Brief:
Rewrite the listing with "hairy leg" swapped for "furry leg" and everything else unchanged. Omit the pictures.

[Start Data for this task]

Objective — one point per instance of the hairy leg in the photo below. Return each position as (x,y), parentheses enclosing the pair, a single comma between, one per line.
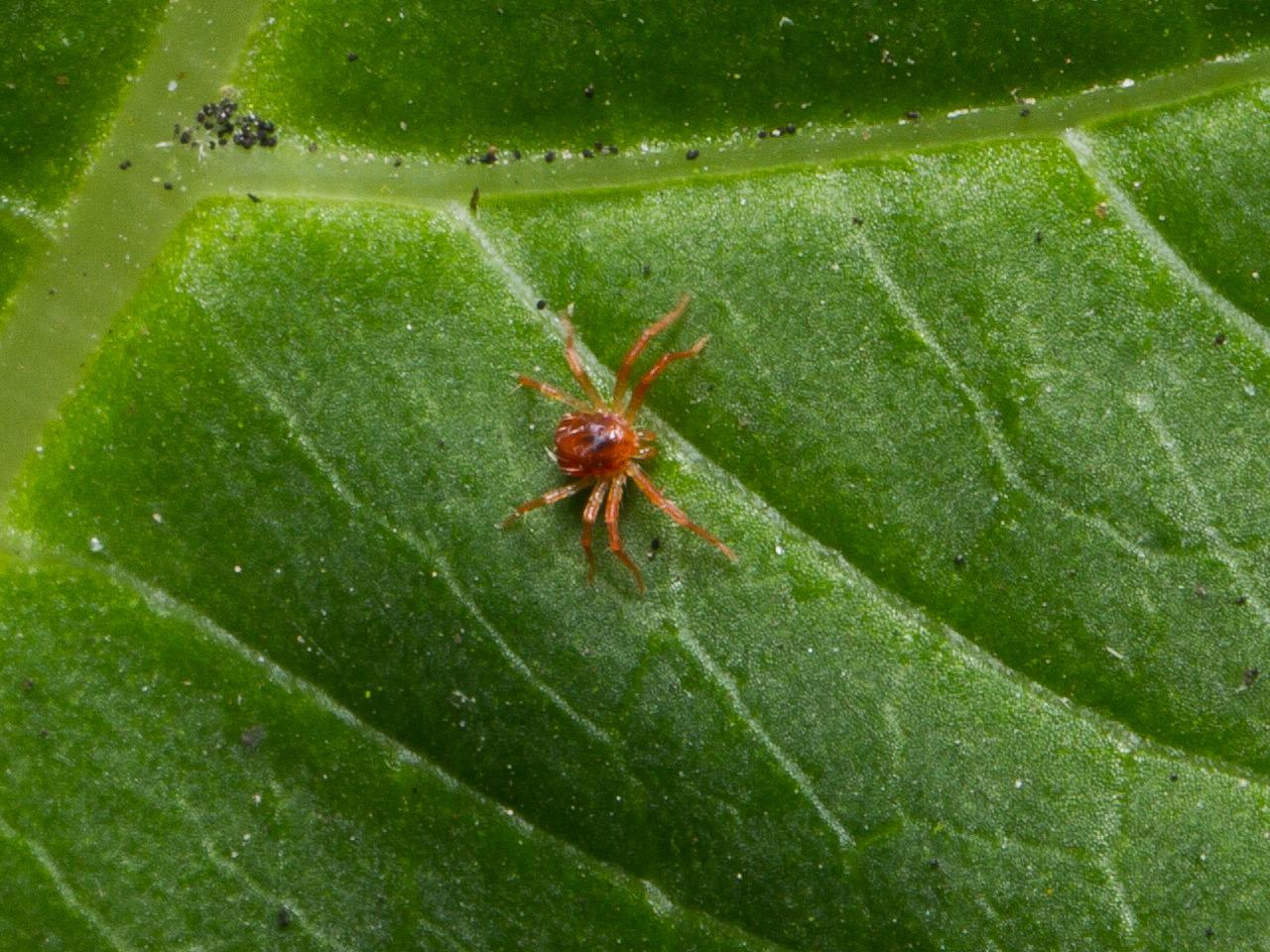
(575,368)
(666,506)
(615,539)
(651,331)
(553,393)
(588,521)
(654,372)
(549,498)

[End Data for this task]

Answer to the task:
Objective — one point per instance of the furry leg in the photo below. Return each position as (x,y), parentheses enclosing the pair, a single comma between, one per line.
(575,368)
(666,506)
(615,539)
(651,331)
(553,393)
(588,521)
(654,372)
(549,498)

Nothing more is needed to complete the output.